This Psalm commences with an earnest appeal, and finishes in the triumphant knowledge of God's salvation and watch over both the Psalmist himself, and His people.

We should note that as in Psalm 26.4-5 the Psalmist is again concerned with the company he keeps (verses 3-5). This should act as a warning to us that if we would keep company with the Lord we cannot also keep company with those who oppose Him. For God will take note of the comany that we keep.

The Psalm splits neatly into four.

1). The Psalmist earnestly calls on God to hear his prayer (1-3).
2). He prays that he might not be counted among those who go astray after their own ways (3-5).
3). He rejoices because he knows that YHWH has heard him and will be his strength (28.6-7)
4). He finally rejoices because he knows that YHWH will also be the protector of all His people (28.8-9).


28.1a A Psalm of David.

The Psalmist Earnestly Calls On God To Hear His Prayer (28.1b-3).

In each of these two verses the ideas fall into an abbc pattern, with each central idea then being repeated in another form. Note the contrast between the two verses. In the first the Psalmist wishes to avoid what to him is virtually a living death, a silent YHWH. In the other He joyously looks to the living God within the inner Sanctuary, in full anticipation of response. Woe be to us also if God is silent in our lives.

But there is a great deal of difference between God being silent, and our having to go through the valley of thick darkness trusting God along the way (23.4). Sometimes we have to learn to trust God in the dark. It is not then that God is being silent, but that He is teaching us to trust Him even when the lights are off. We must not think that our spiritual lives are dependent on our feelings. They are dependent on the gracious activity of God. So even when our feelings are at a low point, we must continue to look to Him with trust and confidence. 'In returning and rest you will be saved, in quietness and in confidence will be your strength' (Isaiah 30.15). The valley will not turn out to be endless, and we will emerge from it the stronger.


'To you, O YHWH, will I call,
O my rock, do not be deaf to me,
Lest, if you be silent to me,
I become like those who go down into the pit.'

He commences by calling on YHWH as his Rock. The idea of YHWH as a Rock is common in Scripture, especially as the rock on which we are founded so that nothing can move us (18.2, 31, 46; 27.5; and often; Deuteronomy 32.4, 18; 2 Samuel 22.2-3, 32, 47; 23.3; etc), and therefore as the source of our strength. He is regularly described as the Rock of our salvation, and this is often connected with the idea of an impregnable fortress. It is in this Rock that we must put our confidence. What we have to do is ensure that we are 'in Him'. And then we will be secure.

> [RAW RECORDS]
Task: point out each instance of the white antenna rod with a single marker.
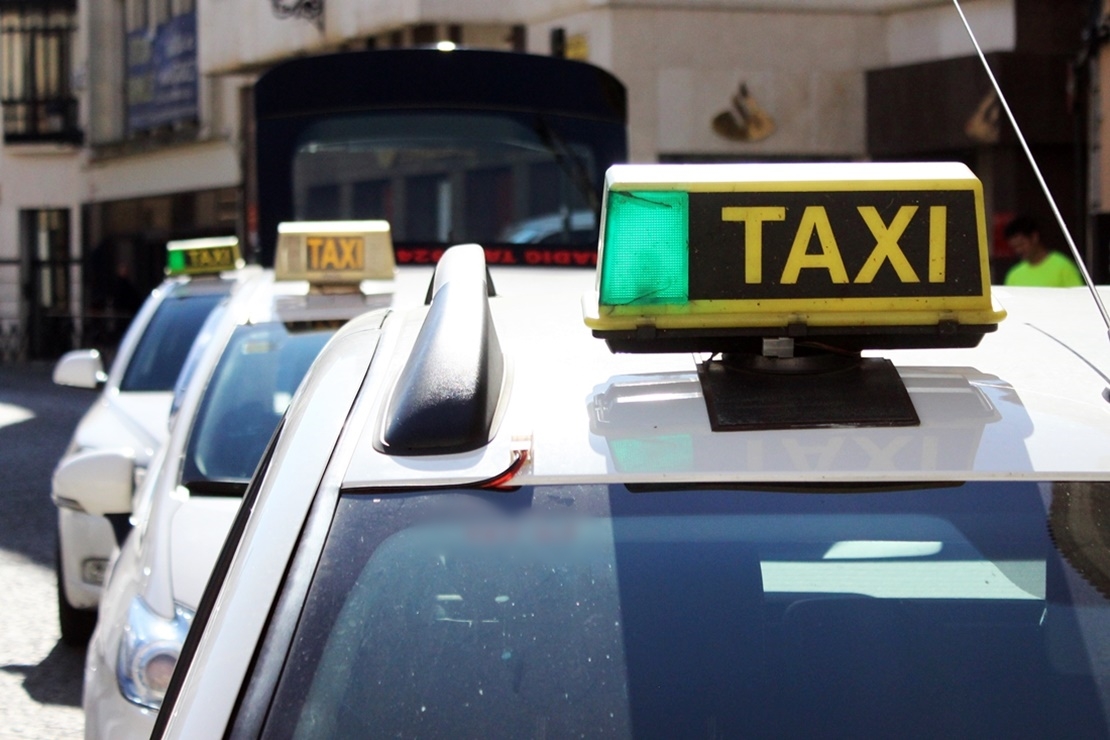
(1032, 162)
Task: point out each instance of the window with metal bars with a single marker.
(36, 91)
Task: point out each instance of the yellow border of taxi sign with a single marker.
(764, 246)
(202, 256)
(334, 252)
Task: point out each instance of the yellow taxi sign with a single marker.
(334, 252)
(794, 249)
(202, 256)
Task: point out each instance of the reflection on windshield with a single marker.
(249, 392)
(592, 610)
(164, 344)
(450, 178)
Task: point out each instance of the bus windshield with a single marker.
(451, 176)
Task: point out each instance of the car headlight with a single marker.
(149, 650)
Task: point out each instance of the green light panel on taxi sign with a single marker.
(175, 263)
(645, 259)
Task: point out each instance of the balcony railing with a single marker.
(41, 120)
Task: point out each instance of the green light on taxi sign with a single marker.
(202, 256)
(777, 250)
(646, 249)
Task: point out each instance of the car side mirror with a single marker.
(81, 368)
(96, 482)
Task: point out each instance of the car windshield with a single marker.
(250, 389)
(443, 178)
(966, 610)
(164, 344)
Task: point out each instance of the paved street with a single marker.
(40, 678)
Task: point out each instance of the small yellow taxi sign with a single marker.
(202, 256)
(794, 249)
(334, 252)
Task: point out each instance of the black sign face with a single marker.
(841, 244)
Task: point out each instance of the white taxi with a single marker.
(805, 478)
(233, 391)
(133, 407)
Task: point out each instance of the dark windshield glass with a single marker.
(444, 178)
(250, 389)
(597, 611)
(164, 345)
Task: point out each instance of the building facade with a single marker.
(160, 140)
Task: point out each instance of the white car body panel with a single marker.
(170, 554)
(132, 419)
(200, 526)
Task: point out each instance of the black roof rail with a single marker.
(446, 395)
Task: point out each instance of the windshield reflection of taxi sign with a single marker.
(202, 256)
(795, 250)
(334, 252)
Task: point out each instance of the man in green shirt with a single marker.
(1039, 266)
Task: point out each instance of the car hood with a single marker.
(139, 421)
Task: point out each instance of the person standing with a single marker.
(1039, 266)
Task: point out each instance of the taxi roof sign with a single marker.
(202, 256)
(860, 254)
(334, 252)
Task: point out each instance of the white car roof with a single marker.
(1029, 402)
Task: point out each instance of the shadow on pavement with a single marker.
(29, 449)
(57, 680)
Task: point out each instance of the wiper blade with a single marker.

> [CHALLENGE] Could you pick up the Psalm 28 commentary after its last sentence and carry it forward? The lines come from a different source than the commentary.

> [WRITTEN RESPONSE]
This idea of the Rock on which we are built is then also applied to Jesus Christ, where He describes Himself as the chief cornerstone of His church (Mark 12.10). Those who are founded on Him, and what He has done for them on the cross, and through the resurrection, will withstand every earthquake shock (1 Corinthians 3.11). Nothing will move them for they are founded on a rock.

For the rock in which we can find shelter from all that would get us down see Isaiah 32.2. For we must not only be founded on Him, but 'in Him'. We must recognise that 'we' are dead and that our lives are hid with Christ in God (Colossians 3.3).

Note his fear that his Rock, even YHWH, may be deaf to him, and be silent towards him when he prays, for in his eyes that would simply result in a living death. To go down into the Pit is to enter Sheol, the grave world (compare 88.3-4; 143.7). It is the world of those who do not hear YHWH. And to him the thought of being out of touch with YHWH is unbearable. It would be like joining the living dead. And the test of that is not our feelings. It is the test of the genuineness of our hearts towards Him.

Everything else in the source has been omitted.